**The request:** Return each line of the data below that contains the word "planter".

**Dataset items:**
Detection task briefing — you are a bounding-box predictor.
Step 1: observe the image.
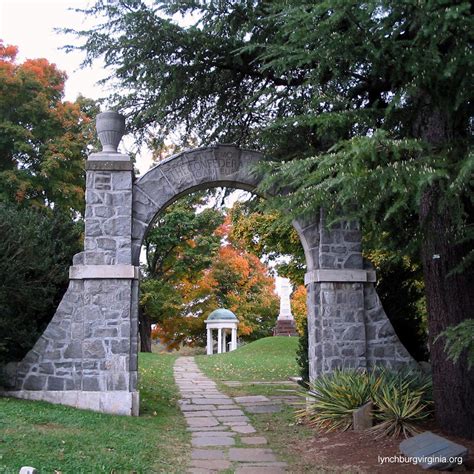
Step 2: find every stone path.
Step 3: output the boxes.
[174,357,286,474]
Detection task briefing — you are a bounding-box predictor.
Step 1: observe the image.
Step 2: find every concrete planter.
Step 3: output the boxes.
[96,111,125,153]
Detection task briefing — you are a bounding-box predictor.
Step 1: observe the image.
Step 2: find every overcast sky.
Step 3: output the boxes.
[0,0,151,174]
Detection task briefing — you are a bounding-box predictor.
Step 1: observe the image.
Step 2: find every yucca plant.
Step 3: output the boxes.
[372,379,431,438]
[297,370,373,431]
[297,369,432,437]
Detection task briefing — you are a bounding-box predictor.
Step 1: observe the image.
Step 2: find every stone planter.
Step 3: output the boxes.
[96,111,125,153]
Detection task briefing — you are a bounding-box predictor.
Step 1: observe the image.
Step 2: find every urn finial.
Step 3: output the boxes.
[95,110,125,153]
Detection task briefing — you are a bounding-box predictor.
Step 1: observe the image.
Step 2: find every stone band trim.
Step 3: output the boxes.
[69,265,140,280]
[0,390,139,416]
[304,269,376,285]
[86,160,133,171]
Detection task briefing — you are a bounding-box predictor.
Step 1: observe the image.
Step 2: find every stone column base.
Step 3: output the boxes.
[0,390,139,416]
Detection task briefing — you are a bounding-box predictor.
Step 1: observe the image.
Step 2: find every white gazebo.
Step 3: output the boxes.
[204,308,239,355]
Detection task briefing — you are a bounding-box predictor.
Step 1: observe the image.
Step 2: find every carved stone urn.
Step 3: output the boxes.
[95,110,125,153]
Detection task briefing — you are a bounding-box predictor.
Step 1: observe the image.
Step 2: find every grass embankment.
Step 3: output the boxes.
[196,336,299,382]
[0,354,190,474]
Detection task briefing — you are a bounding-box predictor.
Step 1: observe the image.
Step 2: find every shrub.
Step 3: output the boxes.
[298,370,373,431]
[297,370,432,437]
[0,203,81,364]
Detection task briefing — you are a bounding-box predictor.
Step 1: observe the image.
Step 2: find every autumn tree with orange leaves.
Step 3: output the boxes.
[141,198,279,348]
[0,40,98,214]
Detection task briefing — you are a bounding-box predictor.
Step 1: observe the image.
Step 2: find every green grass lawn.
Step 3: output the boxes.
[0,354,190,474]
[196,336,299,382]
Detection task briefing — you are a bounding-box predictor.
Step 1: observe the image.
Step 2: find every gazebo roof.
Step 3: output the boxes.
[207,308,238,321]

--

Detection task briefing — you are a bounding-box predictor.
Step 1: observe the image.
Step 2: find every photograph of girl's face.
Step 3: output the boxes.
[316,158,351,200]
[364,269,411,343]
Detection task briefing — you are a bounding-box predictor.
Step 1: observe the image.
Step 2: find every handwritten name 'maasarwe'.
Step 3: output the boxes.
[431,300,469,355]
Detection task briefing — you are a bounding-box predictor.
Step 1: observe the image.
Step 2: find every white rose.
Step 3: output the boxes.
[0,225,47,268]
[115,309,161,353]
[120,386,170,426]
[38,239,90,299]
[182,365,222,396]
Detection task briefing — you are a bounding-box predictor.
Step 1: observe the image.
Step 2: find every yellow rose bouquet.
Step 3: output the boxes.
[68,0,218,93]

==

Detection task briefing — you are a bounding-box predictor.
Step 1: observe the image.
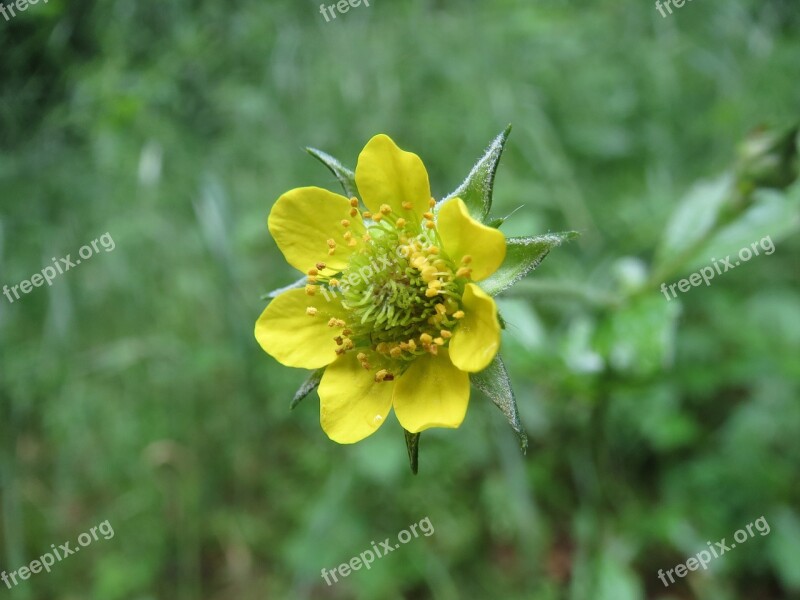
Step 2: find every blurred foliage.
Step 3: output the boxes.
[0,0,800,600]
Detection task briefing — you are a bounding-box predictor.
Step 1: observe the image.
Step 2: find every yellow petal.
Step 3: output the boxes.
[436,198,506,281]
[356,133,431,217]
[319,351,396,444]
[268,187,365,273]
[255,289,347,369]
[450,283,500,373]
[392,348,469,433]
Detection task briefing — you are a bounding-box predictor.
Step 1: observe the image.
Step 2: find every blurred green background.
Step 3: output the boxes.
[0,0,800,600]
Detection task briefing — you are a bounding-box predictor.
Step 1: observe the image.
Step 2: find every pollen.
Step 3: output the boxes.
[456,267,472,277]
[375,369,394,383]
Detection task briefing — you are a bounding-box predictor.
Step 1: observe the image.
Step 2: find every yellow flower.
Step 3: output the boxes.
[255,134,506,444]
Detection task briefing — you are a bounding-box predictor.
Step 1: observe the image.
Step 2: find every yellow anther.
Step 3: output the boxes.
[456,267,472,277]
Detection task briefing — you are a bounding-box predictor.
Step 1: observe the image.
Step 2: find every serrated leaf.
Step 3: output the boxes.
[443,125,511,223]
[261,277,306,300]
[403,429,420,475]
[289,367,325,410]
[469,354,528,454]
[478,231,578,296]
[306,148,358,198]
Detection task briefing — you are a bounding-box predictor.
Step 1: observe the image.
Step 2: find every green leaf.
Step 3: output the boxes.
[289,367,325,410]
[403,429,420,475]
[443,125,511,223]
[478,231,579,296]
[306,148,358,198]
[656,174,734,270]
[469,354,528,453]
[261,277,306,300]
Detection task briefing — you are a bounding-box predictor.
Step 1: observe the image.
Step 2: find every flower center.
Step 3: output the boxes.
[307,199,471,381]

**Solution to this exercise:**
Step 2: find every concrete planter.
Step 2: find every stone planter.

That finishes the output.